▶ _PROBLEM TO SOLVE_: Output the entire listing below exactly as it stands.

▶ _SUPPLIED MATERIAL_:
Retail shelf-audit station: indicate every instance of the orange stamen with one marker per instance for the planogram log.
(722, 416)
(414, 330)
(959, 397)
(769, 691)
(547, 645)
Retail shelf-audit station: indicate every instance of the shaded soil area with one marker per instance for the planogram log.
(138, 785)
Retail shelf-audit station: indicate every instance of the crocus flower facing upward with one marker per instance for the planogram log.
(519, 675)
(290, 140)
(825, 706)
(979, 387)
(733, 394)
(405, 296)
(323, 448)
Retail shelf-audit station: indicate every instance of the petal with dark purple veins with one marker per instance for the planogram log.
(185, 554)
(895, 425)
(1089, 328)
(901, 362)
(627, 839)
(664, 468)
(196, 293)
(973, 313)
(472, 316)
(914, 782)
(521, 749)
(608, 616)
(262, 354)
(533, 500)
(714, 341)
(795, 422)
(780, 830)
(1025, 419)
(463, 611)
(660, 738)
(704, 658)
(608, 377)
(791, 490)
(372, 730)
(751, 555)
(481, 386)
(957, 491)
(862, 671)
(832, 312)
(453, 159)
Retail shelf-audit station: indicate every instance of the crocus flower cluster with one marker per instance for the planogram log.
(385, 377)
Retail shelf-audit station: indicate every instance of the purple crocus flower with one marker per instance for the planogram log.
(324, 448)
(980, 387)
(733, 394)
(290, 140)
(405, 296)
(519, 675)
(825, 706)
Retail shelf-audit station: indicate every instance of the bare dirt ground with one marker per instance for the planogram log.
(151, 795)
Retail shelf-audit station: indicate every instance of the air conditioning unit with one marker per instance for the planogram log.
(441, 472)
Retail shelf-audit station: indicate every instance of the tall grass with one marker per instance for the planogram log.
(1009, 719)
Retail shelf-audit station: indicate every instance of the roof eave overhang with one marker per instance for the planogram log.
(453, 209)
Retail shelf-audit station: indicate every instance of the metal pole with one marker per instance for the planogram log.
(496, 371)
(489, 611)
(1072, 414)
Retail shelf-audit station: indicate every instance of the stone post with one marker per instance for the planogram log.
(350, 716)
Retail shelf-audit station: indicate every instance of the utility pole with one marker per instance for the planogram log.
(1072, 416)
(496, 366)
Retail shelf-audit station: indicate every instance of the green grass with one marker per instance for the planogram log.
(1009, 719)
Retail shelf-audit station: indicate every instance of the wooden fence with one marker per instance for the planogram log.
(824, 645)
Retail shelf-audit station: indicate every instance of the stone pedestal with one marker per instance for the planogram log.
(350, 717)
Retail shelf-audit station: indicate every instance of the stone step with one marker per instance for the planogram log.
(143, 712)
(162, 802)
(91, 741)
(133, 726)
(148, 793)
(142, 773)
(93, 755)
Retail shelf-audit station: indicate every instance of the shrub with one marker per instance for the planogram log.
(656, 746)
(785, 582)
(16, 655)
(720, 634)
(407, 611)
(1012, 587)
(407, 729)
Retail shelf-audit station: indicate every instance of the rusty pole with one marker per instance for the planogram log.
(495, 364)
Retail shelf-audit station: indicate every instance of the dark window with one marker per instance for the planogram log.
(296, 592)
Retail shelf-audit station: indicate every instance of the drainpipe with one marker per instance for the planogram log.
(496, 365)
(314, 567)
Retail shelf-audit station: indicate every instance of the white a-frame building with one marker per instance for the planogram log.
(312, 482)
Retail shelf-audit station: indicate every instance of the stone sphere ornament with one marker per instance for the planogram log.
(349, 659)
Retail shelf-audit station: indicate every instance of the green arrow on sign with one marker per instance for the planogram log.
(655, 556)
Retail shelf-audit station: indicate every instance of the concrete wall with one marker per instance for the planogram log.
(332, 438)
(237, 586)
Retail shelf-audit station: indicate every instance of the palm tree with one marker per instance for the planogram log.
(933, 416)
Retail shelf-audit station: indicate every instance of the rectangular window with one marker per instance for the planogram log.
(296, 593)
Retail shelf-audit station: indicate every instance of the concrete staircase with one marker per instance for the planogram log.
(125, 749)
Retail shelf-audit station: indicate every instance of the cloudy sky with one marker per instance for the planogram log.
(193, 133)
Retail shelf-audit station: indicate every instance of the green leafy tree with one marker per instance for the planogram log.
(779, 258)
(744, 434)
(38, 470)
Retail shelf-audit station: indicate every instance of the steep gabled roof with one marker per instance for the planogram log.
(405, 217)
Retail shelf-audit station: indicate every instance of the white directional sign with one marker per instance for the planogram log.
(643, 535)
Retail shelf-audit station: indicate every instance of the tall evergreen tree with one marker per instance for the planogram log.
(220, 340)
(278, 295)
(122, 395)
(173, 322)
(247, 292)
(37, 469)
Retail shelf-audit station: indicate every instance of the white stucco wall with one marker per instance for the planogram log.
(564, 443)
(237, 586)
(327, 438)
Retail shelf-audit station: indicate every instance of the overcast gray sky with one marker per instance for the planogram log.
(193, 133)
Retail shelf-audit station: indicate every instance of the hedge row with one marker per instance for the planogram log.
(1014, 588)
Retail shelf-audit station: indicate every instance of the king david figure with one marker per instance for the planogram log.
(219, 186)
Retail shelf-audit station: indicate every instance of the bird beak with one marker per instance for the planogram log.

▶ _ANSWER FOR THE TASK_:
Retail shelf-audit station: indicate every instance of the orange stamen with one marker per instance for the planogram log.
(722, 416)
(414, 330)
(959, 397)
(769, 691)
(547, 645)
Retail shelf-audit station: indicate every instance of the shaded soil area with one marker per instance for the planogram log.
(138, 785)
Retail shelf-audit station: indicate every instance of the crocus flower facing upward with one marker per instance for the planogram log.
(519, 675)
(290, 140)
(825, 706)
(979, 387)
(733, 394)
(405, 296)
(323, 448)
Retail shelf-audit station: indicate every instance of the petal with dark purple veins with one marker per instance for the planogram log.
(185, 554)
(895, 425)
(1089, 328)
(901, 362)
(627, 839)
(664, 468)
(196, 293)
(973, 313)
(472, 316)
(914, 782)
(521, 749)
(608, 616)
(262, 354)
(533, 500)
(714, 341)
(795, 422)
(780, 830)
(1025, 419)
(463, 611)
(660, 738)
(704, 658)
(608, 377)
(791, 490)
(372, 730)
(751, 555)
(481, 386)
(957, 491)
(862, 671)
(832, 312)
(453, 159)
Retail shelf-audit station: indicate every instance of the crocus flower cluster with one marker per instance for the planogram log.
(385, 377)
Retail shelf-audit station: indicate every instance of the purple crocus flower with one marker per instance for the planogram log.
(324, 448)
(980, 387)
(733, 394)
(290, 140)
(405, 296)
(519, 675)
(825, 706)
Retail shelf-audit station: indicate every instance of the bare dirt ground with one marker per instance for the planogram log.
(151, 795)
Retail shelf-audit station: indicate every instance of the air conditioning unit with one marker per instance for the planogram log.
(441, 472)
Retail shelf-audit station: indicate every instance of the tall grass with one marker per instance for the planogram log.
(1009, 719)
Retail shelf-audit station: indicate every instance of the roof eave overhang with one marker per instance for the planogram log.
(453, 209)
Retail shelf-audit station: indicate every instance of the metal pole with one marker per instance for the planogram log.
(496, 371)
(489, 611)
(1072, 414)
Retail shelf-audit station: indicate every instance of the stone post with one marker per instance for the planogram log.
(350, 716)
Retail shelf-audit station: indicate every instance of the utility pole with one marker per instance for the planogram log.
(1072, 416)
(496, 366)
Retail shelf-audit station: indicate every instance of the green grass with one marker per instance for the planogram log.
(1009, 719)
Retail shelf-audit station: indicate every instance of the wooden fence with one marker per instance for the planogram log.
(824, 645)
Retail shelf-audit station: indicate every instance of the stone pedestal with one marker per instance for the planogram log.
(350, 717)
Retail shelf-audit station: indicate every instance of the stone step with one marker per instance for the planogram log.
(143, 712)
(162, 802)
(91, 741)
(133, 726)
(148, 793)
(142, 773)
(93, 755)
Retail shelf-audit station: indicate every instance of the shrub with one marker per instance for the planogram log.
(656, 746)
(785, 582)
(16, 655)
(720, 634)
(407, 611)
(1012, 587)
(407, 729)
Retail shelf-audit station: indicate every instance of the rusty pole with one marker per instance for the planogram log.
(495, 364)
Retail shelf-audit station: indicate every instance of the dark window with one marker per instance for the planogram log.
(296, 592)
Retail shelf-audit station: indicate every instance of the drainpipe with one marker per instance for the planogram log.
(496, 365)
(314, 567)
Retail shelf-audit station: indicate every instance of the white a-frame building with one marker per instance for the planogram log.
(312, 482)
Retail shelf-audit station: indicate every instance of the stone sphere ornament with one marker per instance for the planogram log.
(349, 659)
Retail shelf-audit station: indicate every instance of the green arrow on sign with one marker per instance for the planogram log.
(655, 556)
Retail shelf-audit station: indicate every instance of the concrete wall with one marker per instance for the planogram log.
(332, 438)
(237, 586)
Retail shelf-audit station: indicate every instance of the palm tree with one marker per instance for the planogram log.
(933, 416)
Retail shelf-audit station: indicate every instance of the rectangular window with one marker per instance for the planogram log.
(296, 593)
Retail shelf-audit station: indicate every instance of the concrete staircase with one marker per instance for the planogram log.
(125, 749)
Retail shelf-audit station: indicate every instance of the cloudy sky with one marker per instance for the planogram log.
(193, 133)
Retail shelf-audit station: indicate every instance of the green leafy tree with one marker per instance for the planogram log.
(779, 258)
(744, 434)
(38, 470)
Retail shelf-audit station: indicate every instance of the steep gabled roof with one marker per instance for the planogram log.
(405, 217)
Retail shelf-audit station: indicate every instance of the white directional sign with one marker per instance for the planogram log.
(643, 535)
Retail shelf-audit station: indicate every instance of the tall evergreen tree with one marker per instance for the planogram log.
(220, 340)
(278, 295)
(122, 395)
(173, 322)
(247, 292)
(37, 469)
Retail shelf-audit station: indicate every instance of the white stucco wall with one marker per instance for the planogram log.
(564, 443)
(237, 586)
(327, 438)
Retail shelf-audit station: indicate every instance of the overcast gray sky with one marker per instance for the planogram log.
(193, 133)
Retail shelf-audit station: indicate every instance of the hedge row with one marker per instance for the planogram log.
(1014, 588)
Retail shelf-audit station: indicate every instance of the king david figure with one marker per instance for the planogram log.
(219, 186)
Retail shelf-audit station: indicate every instance of the bird beak with one marker per instance for the planogram log.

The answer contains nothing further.